__Exercise prompt__
Quote each line of the items below that contains the word "white".

Start

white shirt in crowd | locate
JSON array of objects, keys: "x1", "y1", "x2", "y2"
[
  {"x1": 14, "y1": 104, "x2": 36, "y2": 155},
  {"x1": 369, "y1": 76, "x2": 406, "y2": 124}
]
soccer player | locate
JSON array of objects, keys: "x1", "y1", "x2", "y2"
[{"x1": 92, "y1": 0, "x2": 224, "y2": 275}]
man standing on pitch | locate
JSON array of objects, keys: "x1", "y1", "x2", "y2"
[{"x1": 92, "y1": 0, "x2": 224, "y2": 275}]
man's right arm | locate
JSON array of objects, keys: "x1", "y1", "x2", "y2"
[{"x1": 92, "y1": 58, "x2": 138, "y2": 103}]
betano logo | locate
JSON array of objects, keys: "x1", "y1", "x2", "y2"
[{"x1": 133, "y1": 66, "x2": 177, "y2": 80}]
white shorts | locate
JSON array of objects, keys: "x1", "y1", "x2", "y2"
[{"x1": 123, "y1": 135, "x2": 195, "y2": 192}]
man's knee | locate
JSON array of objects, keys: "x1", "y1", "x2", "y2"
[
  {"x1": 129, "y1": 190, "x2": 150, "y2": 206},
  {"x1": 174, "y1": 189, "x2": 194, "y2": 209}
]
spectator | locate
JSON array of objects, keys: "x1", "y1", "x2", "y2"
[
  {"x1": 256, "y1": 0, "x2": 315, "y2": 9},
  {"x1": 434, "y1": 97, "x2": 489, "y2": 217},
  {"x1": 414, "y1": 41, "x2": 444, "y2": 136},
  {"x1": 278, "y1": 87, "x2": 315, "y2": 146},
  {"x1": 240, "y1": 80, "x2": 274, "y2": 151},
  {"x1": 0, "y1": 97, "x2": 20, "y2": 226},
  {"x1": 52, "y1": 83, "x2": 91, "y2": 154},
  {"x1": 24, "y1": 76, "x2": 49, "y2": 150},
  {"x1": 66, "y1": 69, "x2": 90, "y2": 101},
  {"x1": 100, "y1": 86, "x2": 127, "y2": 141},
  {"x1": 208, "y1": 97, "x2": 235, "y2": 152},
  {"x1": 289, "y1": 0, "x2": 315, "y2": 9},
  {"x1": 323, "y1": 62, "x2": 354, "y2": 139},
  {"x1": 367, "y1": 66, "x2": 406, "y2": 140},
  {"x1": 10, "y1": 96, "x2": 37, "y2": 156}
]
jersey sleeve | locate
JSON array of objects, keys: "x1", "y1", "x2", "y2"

End

__Worked answer__
white shirt in crowd | locate
white shorts | locate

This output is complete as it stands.